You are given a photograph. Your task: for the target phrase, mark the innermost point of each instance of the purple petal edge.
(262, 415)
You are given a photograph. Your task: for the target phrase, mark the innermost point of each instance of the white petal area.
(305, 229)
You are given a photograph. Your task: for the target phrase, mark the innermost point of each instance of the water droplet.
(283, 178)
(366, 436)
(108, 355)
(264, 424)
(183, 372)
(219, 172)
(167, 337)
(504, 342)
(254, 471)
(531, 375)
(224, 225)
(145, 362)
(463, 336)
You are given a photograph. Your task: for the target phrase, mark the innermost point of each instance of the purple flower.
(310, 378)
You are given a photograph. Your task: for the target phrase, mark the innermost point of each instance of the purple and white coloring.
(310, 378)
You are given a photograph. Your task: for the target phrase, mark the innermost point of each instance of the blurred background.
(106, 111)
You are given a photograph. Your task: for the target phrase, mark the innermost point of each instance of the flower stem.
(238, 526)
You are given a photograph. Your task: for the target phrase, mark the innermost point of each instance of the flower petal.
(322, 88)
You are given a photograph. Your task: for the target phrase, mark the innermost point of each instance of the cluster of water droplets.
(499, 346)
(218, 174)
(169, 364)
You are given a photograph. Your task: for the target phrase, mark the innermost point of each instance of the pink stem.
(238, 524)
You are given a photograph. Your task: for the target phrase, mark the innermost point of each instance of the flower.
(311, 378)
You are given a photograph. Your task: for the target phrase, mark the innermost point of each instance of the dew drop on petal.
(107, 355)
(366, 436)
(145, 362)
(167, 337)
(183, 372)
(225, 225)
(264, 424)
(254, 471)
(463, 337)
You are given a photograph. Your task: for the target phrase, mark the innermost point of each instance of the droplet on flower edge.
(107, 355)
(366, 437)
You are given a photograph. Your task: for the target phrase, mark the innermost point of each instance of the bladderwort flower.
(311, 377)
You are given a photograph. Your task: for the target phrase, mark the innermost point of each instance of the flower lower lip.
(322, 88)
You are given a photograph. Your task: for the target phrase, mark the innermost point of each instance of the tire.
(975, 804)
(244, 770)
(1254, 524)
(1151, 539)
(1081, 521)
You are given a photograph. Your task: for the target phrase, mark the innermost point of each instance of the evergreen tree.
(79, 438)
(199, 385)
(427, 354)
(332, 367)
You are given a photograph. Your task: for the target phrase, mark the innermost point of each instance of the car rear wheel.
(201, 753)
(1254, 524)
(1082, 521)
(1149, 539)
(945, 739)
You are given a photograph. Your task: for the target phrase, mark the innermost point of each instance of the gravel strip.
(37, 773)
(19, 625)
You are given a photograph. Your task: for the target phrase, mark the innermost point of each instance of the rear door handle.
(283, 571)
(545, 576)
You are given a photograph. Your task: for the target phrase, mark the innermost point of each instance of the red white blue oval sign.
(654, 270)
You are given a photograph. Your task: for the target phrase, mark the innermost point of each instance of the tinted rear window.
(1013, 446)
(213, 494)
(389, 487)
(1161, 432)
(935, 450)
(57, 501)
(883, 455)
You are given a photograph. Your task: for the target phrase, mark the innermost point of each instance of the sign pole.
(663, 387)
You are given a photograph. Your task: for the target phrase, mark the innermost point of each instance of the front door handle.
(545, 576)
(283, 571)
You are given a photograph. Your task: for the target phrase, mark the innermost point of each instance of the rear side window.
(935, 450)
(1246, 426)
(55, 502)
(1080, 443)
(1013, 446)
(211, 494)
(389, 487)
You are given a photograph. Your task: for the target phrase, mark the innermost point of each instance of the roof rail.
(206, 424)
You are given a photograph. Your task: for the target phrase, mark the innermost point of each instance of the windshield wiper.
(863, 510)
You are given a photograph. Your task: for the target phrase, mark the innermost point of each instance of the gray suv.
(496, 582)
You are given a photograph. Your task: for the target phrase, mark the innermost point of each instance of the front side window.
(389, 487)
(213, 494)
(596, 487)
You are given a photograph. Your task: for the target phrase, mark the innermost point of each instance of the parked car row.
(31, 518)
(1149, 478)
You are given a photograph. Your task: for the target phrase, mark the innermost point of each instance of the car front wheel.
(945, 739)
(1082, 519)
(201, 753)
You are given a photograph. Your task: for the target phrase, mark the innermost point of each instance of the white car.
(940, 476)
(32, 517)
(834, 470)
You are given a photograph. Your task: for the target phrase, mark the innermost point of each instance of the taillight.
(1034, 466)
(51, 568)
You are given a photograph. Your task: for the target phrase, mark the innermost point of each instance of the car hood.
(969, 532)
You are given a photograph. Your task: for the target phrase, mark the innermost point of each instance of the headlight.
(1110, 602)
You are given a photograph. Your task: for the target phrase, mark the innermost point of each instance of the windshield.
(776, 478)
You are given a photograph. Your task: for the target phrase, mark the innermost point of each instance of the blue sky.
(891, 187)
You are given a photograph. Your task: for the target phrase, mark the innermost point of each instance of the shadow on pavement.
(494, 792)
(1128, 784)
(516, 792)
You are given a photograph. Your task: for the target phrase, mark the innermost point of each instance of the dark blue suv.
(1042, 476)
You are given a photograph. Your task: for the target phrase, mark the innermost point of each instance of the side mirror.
━━━━━━━━━━━━━━━━━━━━━━━━━━━━━━
--- Required work ---
Render the part of the material that starts with the line containing "shadow on pavement." and continues through the end of the material as a Markdown table with the columns Row and Line. Give each line its own row with a row number, and skip blank lines.

--- Task result ---
| Row | Line |
|---|---|
| 1 | You are given a photograph. Your task: for the target phrase, mark the innermost point of each instance of the shadow on pavement. |
| 2 | (494, 792) |
| 3 | (1128, 784) |
| 4 | (516, 792) |
| 5 | You are given a photograph. Your task: for the target phrase, mark the innermost point of each instance of the dark blue suv. |
| 6 | (1042, 476) |
| 7 | You are given a photograph. Your task: for the target phrase, mark the innermost point of each instance of the side mirror. |